- _Exercise_:
Each entry needs to be restated exactly as written.

- _Source data_:

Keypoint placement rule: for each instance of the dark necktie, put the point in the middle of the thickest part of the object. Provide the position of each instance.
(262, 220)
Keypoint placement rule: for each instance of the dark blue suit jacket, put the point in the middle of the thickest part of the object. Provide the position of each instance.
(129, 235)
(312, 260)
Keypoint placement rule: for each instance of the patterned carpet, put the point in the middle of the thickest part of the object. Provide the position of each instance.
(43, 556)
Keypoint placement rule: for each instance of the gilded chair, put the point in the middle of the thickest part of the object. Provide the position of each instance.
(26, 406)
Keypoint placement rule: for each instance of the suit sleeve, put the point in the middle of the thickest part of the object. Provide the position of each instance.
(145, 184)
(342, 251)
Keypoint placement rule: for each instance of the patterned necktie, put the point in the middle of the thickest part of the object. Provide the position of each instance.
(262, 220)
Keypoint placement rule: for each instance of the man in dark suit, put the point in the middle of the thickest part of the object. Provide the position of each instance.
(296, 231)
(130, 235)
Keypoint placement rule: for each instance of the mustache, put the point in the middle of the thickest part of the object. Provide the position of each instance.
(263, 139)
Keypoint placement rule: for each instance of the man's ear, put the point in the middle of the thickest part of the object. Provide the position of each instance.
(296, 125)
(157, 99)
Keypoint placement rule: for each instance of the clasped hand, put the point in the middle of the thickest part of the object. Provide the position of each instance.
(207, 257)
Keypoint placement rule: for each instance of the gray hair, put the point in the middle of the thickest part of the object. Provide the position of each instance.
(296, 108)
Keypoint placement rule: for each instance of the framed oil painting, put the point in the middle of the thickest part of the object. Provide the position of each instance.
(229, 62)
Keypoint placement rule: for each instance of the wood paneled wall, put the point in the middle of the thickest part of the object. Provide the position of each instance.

- _Answer to the exercise_:
Keypoint placement rule: for each instance of the dark necktie, put the point in the middle of the thickest part of the object. Provide the position of each instance.
(262, 220)
Keypoint placement rule: for each instance of the dark blue suit jacket, put the point in the middle of the thickest part of the object. Provide the position of each instance.
(129, 235)
(312, 260)
Keypoint placement rule: for each instance of the patterned carpet, put the point in the middle of the thickest part of the object. Provide the position of each instance.
(43, 556)
Keypoint placement rule: for each instance of the gilded chair, put the point in the middle of the thickest part of the object. Provide the position of each instance.
(26, 406)
Keypoint placement rule: for each instance of the suit sleeve, put the point in the middle of the thickest part of the object. Provide the position of each instance.
(145, 184)
(342, 251)
Keypoint placement rule: for each instance of the patterned necktie, put the point in the middle of the thickest part of the object. Provide the position of each instance.
(262, 220)
Keypoint placement rule: for each instance of the man in dark suit, put the point in the middle of the thickest part of the object. Provide the position of each instance.
(296, 231)
(130, 235)
Keypoint placement rule: for each instance of the mustache, put the point in the middle of the thickest part of the object. Provide the position of each instance.
(263, 139)
Keypoint placement rule: for each instance of the man's ear, put the point in the middle of the thickest part of the object. Provide the position of each instance.
(296, 125)
(157, 99)
Keypoint placement rule: for each instance of the clasped hand, put the point in the middle of the thickest part of the object. Provide the position of each instance.
(207, 257)
Keypoint placement rule: for each instance of the gray hair, put the point in the middle of the thickest part of the object. Provide the position of each instance.
(296, 108)
Keypoint placement rule: for each instance of the framed oil painting, put the point in the middle of the thickest part of the object. Provide the position of each instance.
(229, 62)
Keypoint placement rule: for each instance of the wood paneled wall, put the point in the middle of the thickest part of the object. Provide the position of each instance.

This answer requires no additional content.